Entries from an annotation dataset:
_ _ _ _ _

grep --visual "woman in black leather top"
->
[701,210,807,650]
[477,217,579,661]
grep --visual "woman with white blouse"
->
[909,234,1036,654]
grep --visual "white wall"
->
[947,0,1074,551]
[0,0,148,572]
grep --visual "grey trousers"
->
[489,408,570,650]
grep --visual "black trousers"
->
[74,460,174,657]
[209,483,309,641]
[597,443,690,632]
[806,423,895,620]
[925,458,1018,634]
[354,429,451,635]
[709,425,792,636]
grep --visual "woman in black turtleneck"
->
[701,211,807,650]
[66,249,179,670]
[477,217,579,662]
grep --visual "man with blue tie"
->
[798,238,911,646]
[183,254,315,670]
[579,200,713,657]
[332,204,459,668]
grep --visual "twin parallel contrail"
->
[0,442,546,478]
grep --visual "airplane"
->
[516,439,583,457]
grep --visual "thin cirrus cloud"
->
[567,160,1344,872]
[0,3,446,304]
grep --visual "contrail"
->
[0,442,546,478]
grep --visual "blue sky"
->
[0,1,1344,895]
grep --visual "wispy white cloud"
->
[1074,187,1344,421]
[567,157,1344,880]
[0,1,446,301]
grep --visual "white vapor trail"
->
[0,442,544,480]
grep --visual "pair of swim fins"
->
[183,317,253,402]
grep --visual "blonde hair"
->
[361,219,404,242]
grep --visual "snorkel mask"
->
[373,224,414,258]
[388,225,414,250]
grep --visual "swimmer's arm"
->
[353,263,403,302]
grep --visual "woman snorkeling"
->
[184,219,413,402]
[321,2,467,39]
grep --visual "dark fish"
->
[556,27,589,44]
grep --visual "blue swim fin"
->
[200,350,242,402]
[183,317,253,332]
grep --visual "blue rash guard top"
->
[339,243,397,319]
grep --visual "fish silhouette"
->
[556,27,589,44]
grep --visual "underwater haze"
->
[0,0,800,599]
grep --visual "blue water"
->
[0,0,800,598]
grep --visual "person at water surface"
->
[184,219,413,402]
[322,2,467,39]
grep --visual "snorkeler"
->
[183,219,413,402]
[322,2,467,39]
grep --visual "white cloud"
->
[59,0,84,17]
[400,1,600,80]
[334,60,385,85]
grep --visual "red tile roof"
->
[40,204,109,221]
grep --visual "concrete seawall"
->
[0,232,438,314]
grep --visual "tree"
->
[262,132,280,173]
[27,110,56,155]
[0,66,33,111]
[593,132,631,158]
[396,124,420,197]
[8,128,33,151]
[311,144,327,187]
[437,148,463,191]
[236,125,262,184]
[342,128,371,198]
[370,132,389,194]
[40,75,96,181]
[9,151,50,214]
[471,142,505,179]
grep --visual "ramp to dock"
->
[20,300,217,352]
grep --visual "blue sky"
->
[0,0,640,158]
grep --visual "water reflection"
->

_ _ _ _ _

Task brief: Can you convert the material into a JSON list of strings, one string per line with blank lines omitted, starting at its first line and ending at the line that contains "[20,300,217,352]", with both of those lines included?

Response:
[
  "grep --visual \"woman in black leather top\"",
  "->",
  "[701,210,807,650]",
  "[477,217,579,661]",
  "grep --visual \"woman with white blouse\"",
  "->",
  "[909,234,1036,654]",
  "grep --visual \"white wall\"",
  "->",
  "[947,0,1074,551]",
  "[0,0,148,572]",
  "grep --visual \"grey trousers\"",
  "->",
  "[489,408,570,650]",
  "grep --visual \"black trousers\"",
  "->",
  "[74,460,174,657]",
  "[209,483,309,641]",
  "[597,443,690,632]",
  "[806,423,895,620]",
  "[925,458,1018,634]",
  "[354,429,451,635]",
  "[709,425,792,636]",
  "grep --visual \"woman in black turtleneck\"",
  "->",
  "[701,211,807,650]",
  "[66,249,179,670]",
  "[477,217,579,662]",
  "grep --visual \"man with blue tie\"",
  "->",
  "[798,238,911,646]",
  "[183,254,315,670]",
  "[579,200,713,657]",
  "[332,204,459,668]",
  "grep --visual \"twin parallel contrail\"",
  "->",
  "[0,442,546,478]",
  "grep --visual \"airplane\"",
  "->",
  "[516,439,583,457]",
  "grep --visual \"thin cirrus cloud\"",
  "->",
  "[567,160,1344,872]",
  "[0,3,446,304]",
  "grep --visual \"contrail\"",
  "->",
  "[0,442,546,478]",
  "grep --visual \"blue sky\"",
  "->",
  "[0,1,1344,895]",
  "grep --visual \"wispy white cloud\"",
  "->",
  "[1074,187,1344,421]",
  "[567,157,1344,880]",
  "[0,1,446,301]",
  "grep --visual \"white vapor trail\"",
  "->",
  "[0,442,544,480]",
  "grep --visual \"pair of swim fins\"",
  "->",
  "[183,317,253,402]",
  "grep --visual \"blonde hair\"",
  "->",
  "[361,219,404,242]",
  "grep --visual \"snorkel mask\"",
  "->",
  "[373,224,414,258]",
  "[388,225,414,250]",
  "grep --visual \"swimmer's arm\"",
  "->",
  "[353,263,403,302]",
  "grep --visual \"woman snorkeling\"",
  "->",
  "[184,219,413,402]",
  "[321,2,467,39]",
  "grep --visual \"dark fish\"",
  "->",
  "[556,27,589,44]",
  "grep --visual \"blue swim fin\"",
  "->",
  "[200,350,242,402]",
  "[183,317,253,332]",
  "grep --visual \"blue rash guard top\"",
  "->",
  "[339,243,397,319]",
  "grep --visual \"fish silhouette\"",
  "->",
  "[556,27,589,44]",
  "grep --visual \"underwater haze\"",
  "->",
  "[0,0,800,599]",
  "grep --visual \"blue water\"",
  "->",
  "[0,0,800,598]",
  "grep --visual \"person at water surface\"",
  "->",
  "[184,219,413,402]",
  "[322,2,467,39]",
  "grep --visual \"snorkeler\"",
  "->",
  "[183,219,413,402]",
  "[322,2,467,39]",
  "grep --visual \"white cloud\"",
  "->",
  "[59,0,84,17]",
  "[400,1,600,80]",
  "[334,60,385,85]",
  "grep --visual \"red tile roof\"",
  "->",
  "[40,204,109,221]",
  "grep --visual \"concrete seawall\"",
  "->",
  "[0,232,438,314]",
  "grep --visual \"tree\"",
  "->",
  "[262,132,280,173]",
  "[27,110,56,155]",
  "[0,66,33,111]",
  "[593,132,631,158]",
  "[396,124,420,197]",
  "[8,128,33,151]",
  "[311,144,327,187]",
  "[437,148,463,191]",
  "[236,125,262,184]",
  "[342,128,371,198]",
  "[370,132,389,194]",
  "[40,75,96,181]",
  "[9,151,50,214]",
  "[471,142,505,179]",
  "grep --visual \"ramp to dock\"",
  "->",
  "[20,300,217,352]"
]